# [Dataset records about object locations]
-.-.-

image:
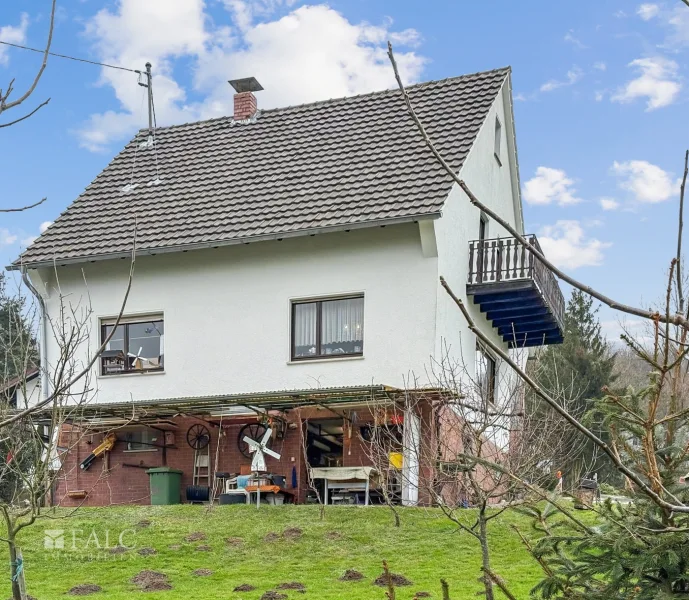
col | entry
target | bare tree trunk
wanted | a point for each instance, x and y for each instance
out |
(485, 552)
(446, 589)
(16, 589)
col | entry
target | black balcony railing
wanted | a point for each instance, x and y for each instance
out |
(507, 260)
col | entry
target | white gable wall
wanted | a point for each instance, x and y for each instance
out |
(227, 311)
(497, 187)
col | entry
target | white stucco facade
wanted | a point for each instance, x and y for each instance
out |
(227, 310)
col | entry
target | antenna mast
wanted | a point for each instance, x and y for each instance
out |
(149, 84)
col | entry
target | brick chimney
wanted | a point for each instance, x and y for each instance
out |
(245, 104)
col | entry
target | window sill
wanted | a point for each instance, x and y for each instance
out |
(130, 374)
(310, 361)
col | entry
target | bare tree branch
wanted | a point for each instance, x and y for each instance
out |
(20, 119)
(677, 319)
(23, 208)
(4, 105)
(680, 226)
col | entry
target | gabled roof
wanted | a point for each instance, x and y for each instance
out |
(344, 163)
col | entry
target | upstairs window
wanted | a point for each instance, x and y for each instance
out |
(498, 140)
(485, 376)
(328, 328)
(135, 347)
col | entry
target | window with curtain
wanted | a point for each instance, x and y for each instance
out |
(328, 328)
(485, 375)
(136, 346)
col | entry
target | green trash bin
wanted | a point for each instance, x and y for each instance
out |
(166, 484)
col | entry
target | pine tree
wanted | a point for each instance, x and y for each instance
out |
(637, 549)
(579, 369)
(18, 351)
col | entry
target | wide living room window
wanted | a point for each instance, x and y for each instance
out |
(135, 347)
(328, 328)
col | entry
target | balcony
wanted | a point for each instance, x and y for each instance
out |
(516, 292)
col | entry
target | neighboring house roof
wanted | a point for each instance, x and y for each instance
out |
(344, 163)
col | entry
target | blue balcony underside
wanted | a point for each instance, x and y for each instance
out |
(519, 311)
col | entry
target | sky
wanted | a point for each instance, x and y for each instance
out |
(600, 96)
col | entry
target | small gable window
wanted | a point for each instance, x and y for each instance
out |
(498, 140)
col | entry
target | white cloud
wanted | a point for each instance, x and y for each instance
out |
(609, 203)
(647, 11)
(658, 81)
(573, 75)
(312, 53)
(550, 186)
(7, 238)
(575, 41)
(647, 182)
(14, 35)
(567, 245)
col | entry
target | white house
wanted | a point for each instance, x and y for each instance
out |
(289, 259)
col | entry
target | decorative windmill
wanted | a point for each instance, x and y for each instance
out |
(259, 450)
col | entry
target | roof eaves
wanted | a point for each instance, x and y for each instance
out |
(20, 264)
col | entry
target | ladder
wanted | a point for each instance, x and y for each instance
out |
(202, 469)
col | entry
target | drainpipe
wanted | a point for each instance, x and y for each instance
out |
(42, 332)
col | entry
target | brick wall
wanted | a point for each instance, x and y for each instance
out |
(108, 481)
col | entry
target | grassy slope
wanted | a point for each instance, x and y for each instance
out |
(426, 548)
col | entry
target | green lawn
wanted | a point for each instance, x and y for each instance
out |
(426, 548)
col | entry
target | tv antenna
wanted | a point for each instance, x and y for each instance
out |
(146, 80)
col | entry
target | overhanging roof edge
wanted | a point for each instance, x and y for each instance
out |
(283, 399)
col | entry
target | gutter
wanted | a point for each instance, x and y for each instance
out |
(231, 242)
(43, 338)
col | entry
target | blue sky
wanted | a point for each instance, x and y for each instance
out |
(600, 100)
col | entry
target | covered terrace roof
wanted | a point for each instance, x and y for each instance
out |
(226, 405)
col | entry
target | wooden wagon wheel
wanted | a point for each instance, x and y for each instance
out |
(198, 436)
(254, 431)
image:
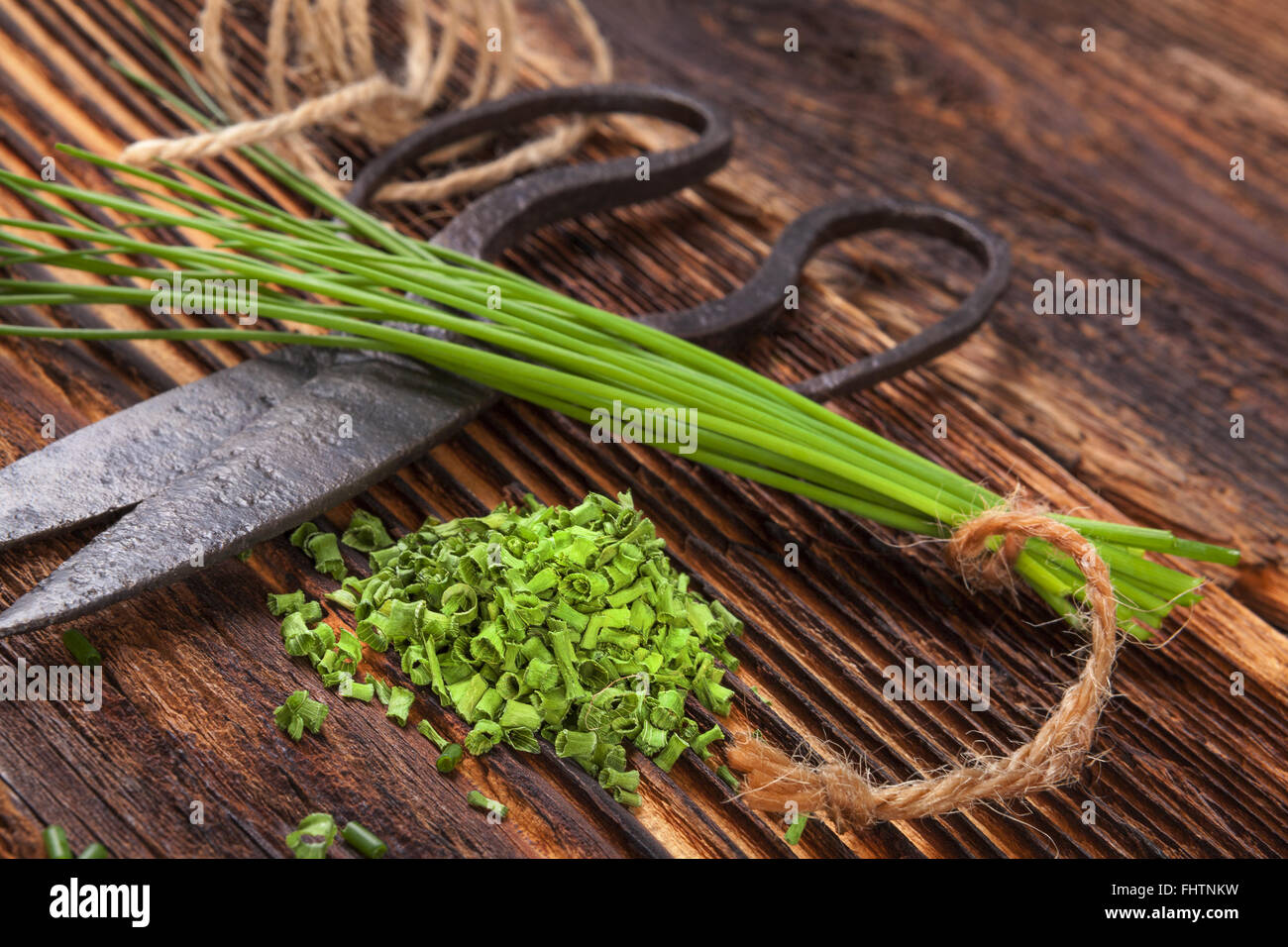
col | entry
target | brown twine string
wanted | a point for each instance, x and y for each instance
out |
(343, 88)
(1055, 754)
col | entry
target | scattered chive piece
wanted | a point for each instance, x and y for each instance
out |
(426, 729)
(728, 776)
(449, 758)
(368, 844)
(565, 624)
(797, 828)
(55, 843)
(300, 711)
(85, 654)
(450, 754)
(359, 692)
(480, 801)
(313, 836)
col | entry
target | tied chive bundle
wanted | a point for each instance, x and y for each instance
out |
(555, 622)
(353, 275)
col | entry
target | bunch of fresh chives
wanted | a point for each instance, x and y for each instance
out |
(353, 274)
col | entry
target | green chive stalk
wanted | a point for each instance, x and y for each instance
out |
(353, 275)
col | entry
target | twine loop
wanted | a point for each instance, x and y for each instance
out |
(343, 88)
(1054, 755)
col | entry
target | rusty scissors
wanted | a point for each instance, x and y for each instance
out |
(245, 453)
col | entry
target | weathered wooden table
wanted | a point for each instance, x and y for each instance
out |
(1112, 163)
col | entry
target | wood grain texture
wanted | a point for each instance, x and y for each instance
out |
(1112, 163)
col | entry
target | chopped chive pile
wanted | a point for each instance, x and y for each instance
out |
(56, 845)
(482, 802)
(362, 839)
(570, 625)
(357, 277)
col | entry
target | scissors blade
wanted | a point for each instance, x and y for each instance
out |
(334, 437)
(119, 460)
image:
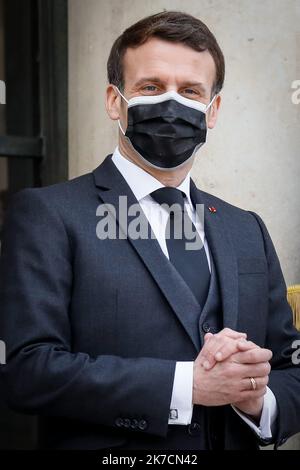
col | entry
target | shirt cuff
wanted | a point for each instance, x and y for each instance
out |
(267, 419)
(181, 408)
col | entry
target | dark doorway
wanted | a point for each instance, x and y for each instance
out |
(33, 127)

-.-.-

# [Exercise]
Leave out the pictures and reproduce the rest of the listing exactly.

# [Written response]
image:
col | entry
target | bare tree trunk
wanted | a point for each instance, x and y for each instance
out |
(485, 552)
(446, 589)
(16, 589)
col | entry
target | black balcony railing
wanted | a point for each instance, x and y for each instance
out |
(507, 260)
col | entry
target | white gable wall
wanted | a point for each instance, x and y for each instance
out |
(227, 311)
(497, 187)
col | entry
target | white stucco facade
wanted | a point for each instance, x and y for each instance
out |
(227, 310)
col | entry
target | antenna mast
wanted | a point for each instance, x and y for each instance
out |
(149, 84)
col | entry
target | brick chimney
wanted | a point for each instance, x and y for each instance
out |
(245, 104)
col | entry
target | window sill
wanted | a point for each instance, x and y for each instance
out |
(130, 374)
(310, 361)
col | entry
target | bare tree branch
wanted | a point for each instance, x and y for each instance
out |
(20, 119)
(677, 319)
(23, 208)
(4, 105)
(680, 226)
col | entry
target | gabled roof
wanted | a point for each instance, x and y for each instance
out |
(344, 163)
col | entry
target | upstairs window
wanted | a point for each instance, x and y for each instance
out |
(498, 140)
(485, 376)
(328, 328)
(135, 347)
col | entry
target | window with curtain
wanted | a point for each instance, x and y for each instance
out |
(328, 328)
(485, 375)
(136, 346)
col | entry
target | green trash bin
wanted | a point for each instance, x and y for each instance
out |
(166, 484)
col | entry
target | pine tree
wanted | a point for each instance, x and y for each instance
out |
(637, 549)
(579, 369)
(18, 351)
col | entry
target | wide living room window
wanted | a point for each instance, x and y for each instance
out |
(135, 347)
(328, 328)
col | entry
target | balcony
wanted | a point for each instance, x and y for each instance
out |
(516, 292)
col | entry
target | neighboring house roof
wanted | a point for each instance, x and y for each instance
out |
(344, 163)
col | entry
target | blue balcony underside
wanted | a point for each instance, x and y for each instance
out |
(519, 311)
col | entry
target | sky
wanted | a point for each instance, x and y for each instance
out |
(600, 96)
col | entry
target | small gable window
wanted | a point for each instance, x and y for each instance
out |
(498, 140)
col | entry
target | white cloud
wanted | a point for each instance, x and y for each instance
out |
(609, 203)
(647, 11)
(658, 81)
(573, 75)
(312, 53)
(550, 186)
(7, 238)
(575, 41)
(647, 182)
(14, 35)
(567, 245)
col | entry
target | white house
wanted | a point for each instance, x and y for each instance
out |
(289, 259)
col | entry
target | decorative windmill
wanted | a point for each instance, x and y for each instance
out |
(259, 450)
col | entry
target | roof eaves
wanted | a point for each instance, x and y for each instance
out |
(20, 264)
col | entry
target | ladder
wanted | a point for each instance, x and y for each instance
out |
(202, 469)
col | entry
target | drainpipe
wanted | a point for each instance, x and y for each instance
out |
(42, 332)
col | entry
target | brick wall
wanted | a point for each instance, x and y for each instance
out |
(108, 481)
col | entry
target | grassy slope
wanted | a point for each instance, x and y for each instance
out |
(426, 548)
col | entry
target | green lawn
wanted | a point for each instance, x and y for each instance
out |
(426, 548)
col | entry
target | tv antenna
wanted | a point for each instance, x and y for each instance
out |
(146, 80)
col | entry
target | overhanging roof edge
wanted | a point for each instance, x and y for each instance
out |
(283, 399)
col | entry
target | gutter
wanted | a point for each instance, x and y for each instance
out |
(231, 242)
(43, 338)
col | entry
target | blue sky
wanted | a point for each instance, x and y for each instance
out |
(600, 100)
col | entry
target | covered terrace roof
wanted | a point for each instance, x and y for each instance
out |
(226, 405)
col | entry
target | wooden wagon wheel
wanted | a point for each instance, x and y for each instance
out |
(198, 436)
(254, 431)
image:
col | entry
target | brown twine string
wanted | a point for each instance, x and y for each instance
out |
(343, 88)
(1055, 754)
col | entry
target | scattered chive piece
wanted | a point for each instance, x and y for each instance
out |
(426, 729)
(728, 776)
(449, 758)
(368, 844)
(565, 624)
(797, 828)
(55, 843)
(300, 711)
(85, 654)
(450, 754)
(359, 692)
(480, 801)
(313, 836)
col | entry
target | tied chive bundle
wanted | a point for each instance, x and y for each instance
out |
(555, 622)
(353, 275)
col | entry
target | bunch of fresh chives
wanted | a point for each instance, x and y for each instance
out |
(353, 274)
col | entry
target | green chive stalk
wanted | a point for each instance, x and y for each instance
out |
(353, 275)
col | entry
target | twine loop
wanted | a point for each instance, x and y for each instance
out |
(343, 88)
(1054, 755)
col | entry
target | rusty scissors
wanted | a point for each instance, x and y for each instance
out |
(245, 453)
col | entry
target | weathered wooden table
wanted | a point for each instance, x and y for each instance
out |
(1112, 163)
col | entry
target | wood grain texture
wanted | a point for each instance, x and y for each instance
out |
(1112, 163)
col | entry
target | chopped chive pile
wanted | a point for each instance, x and y for each instance
out |
(56, 845)
(482, 802)
(362, 839)
(570, 625)
(357, 277)
col | entry
target | scissors blade
wanted | a point for each instance, x and y for each instance
out |
(334, 437)
(119, 460)
image:
col | entry
target | shirt cuff
wanted | a point for each instance, x and y for each instance
out |
(267, 419)
(181, 408)
col | entry
target | dark doorway
wanted | a point for each instance, x and y for each instance
out |
(33, 127)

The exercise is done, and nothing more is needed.